▶ EXERCISE GOAL: Copy the records exactly. Every line must match.

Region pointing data

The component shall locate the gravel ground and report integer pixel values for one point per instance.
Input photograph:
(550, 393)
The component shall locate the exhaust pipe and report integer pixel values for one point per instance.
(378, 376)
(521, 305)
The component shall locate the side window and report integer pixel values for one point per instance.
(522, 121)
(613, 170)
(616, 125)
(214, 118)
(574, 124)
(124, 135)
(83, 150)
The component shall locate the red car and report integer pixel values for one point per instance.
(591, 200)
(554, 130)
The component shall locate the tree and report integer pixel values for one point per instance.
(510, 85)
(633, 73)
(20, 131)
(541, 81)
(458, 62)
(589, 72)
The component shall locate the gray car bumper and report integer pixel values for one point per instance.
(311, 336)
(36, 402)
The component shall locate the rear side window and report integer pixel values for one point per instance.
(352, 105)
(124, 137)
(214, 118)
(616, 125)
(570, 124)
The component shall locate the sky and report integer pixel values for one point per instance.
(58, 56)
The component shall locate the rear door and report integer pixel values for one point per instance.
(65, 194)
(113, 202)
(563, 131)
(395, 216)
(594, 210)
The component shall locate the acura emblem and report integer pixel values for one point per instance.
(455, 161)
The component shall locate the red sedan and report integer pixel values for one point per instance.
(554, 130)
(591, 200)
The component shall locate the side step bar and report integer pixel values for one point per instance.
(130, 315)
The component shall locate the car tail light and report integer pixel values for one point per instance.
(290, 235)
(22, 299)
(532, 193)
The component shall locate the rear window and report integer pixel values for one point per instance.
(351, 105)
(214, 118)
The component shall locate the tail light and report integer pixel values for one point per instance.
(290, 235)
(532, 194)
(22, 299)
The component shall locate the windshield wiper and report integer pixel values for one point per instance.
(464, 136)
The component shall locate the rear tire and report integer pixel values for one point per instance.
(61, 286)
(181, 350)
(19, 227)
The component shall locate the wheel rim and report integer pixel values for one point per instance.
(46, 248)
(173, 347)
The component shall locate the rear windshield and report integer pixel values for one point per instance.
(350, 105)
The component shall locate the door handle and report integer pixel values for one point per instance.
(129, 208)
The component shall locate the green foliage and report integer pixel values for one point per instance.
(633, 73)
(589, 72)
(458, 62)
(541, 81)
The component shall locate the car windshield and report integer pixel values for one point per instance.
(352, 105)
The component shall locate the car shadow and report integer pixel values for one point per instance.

▶ SOLUTION TO THE PROBLEM:
The component shall locate the gravel ground and report integer pixel values for one point per instance.
Input photograph:
(550, 393)
The component shall locate the exhaust pipe and report integer pixel values for one point per instance.
(378, 376)
(521, 305)
The component shall locate the side window and report integer pixel values for one point per instance.
(522, 121)
(613, 170)
(616, 125)
(214, 118)
(574, 124)
(124, 135)
(83, 150)
The component shall locate the red car and report integer pixel values for one point per instance.
(591, 200)
(554, 130)
The component shall locate the tree and report integer pixel values for one point per instance.
(510, 85)
(633, 73)
(20, 131)
(541, 81)
(458, 62)
(589, 72)
The component shall locate the gray car bumper and report integer pixel values for one point per instance.
(311, 336)
(36, 402)
The component shall locate the rear side window and report integer pixel values for one point per instance.
(352, 105)
(124, 137)
(214, 118)
(616, 125)
(570, 124)
The component shall locate the sky and report integer pixel values for one point per instance.
(58, 56)
The component shall locate the rear door and report integer pixel values for one point per instance.
(65, 194)
(113, 202)
(563, 131)
(395, 216)
(594, 210)
The component shall locate the acura emblem and report integer pixel values for one point per instance.
(455, 161)
The component shall locate the red sedan and report integer pixel values for one point per instance.
(554, 130)
(591, 200)
The component shall locate the side step bar and report integer pixel values for one point per instance.
(130, 315)
The component shall locate the car tail light and report integer pixel values for one point per instance.
(290, 235)
(22, 299)
(532, 193)
The component shall locate the rear window and report integer pixel values for one point per instance.
(351, 105)
(214, 118)
The component shall locate the tail light and report integer pixel values for one point per instance.
(290, 235)
(532, 194)
(22, 299)
The component shall locate the windshield wiper and report integer pixel values for one point per instance.
(464, 136)
The component shall locate the rear tire and report integer pixel values for one point per instance.
(61, 286)
(181, 350)
(19, 227)
The component shall locate the wheel rim and report integer pixel values for one point per instance.
(46, 248)
(173, 347)
The component shall locate the rear windshield and report integer pixel values for one point per instance.
(350, 105)
The component shall locate the door handle and report integer pixel values for one point per instance.
(129, 208)
The component shall locate the green foliage and report integer pixel values for one point per instance.
(633, 73)
(589, 72)
(458, 62)
(541, 81)
The component shall locate the car windshield and report integer pixel values for one point per instance.
(352, 105)
The component shall locate the car shadow and report integer pixel values for one point per instance.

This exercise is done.